**Assigned task**
Using the records that follow, tally the lines containing the word "positive" and state only the count.

** Data listing follows **

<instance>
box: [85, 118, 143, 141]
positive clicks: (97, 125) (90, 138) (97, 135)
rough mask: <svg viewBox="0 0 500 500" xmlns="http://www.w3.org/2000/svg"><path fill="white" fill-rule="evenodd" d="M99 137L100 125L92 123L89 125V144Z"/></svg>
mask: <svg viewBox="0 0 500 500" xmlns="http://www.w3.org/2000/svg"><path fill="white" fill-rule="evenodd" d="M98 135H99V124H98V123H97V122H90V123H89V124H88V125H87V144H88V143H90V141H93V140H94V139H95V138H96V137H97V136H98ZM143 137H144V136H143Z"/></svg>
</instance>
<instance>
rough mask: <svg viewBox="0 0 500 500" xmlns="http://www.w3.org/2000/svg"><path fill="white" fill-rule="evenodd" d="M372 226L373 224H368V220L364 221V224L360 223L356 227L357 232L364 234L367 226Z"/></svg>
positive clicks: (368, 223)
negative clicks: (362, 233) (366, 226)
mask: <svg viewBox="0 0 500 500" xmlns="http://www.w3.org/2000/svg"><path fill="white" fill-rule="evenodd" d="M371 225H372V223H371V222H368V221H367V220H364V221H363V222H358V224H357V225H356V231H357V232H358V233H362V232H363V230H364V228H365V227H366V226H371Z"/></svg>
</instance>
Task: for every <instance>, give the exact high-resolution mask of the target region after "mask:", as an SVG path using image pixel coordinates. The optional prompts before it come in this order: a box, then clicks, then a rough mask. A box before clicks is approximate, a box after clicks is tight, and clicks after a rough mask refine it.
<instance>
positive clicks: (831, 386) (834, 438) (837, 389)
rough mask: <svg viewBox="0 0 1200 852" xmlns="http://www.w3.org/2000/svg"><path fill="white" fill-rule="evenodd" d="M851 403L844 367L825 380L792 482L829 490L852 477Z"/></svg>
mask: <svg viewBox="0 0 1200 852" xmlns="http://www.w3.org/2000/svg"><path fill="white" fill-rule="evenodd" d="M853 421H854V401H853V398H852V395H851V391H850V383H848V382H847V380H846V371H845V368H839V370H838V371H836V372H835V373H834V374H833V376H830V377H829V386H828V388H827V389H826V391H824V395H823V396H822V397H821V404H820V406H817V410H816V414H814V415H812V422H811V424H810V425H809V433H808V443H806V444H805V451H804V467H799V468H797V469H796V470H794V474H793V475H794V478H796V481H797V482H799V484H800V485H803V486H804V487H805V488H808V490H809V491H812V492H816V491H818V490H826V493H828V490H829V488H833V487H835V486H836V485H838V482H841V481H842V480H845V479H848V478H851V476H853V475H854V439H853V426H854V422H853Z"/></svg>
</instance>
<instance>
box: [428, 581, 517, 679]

** End of Data listing **

**Result**
3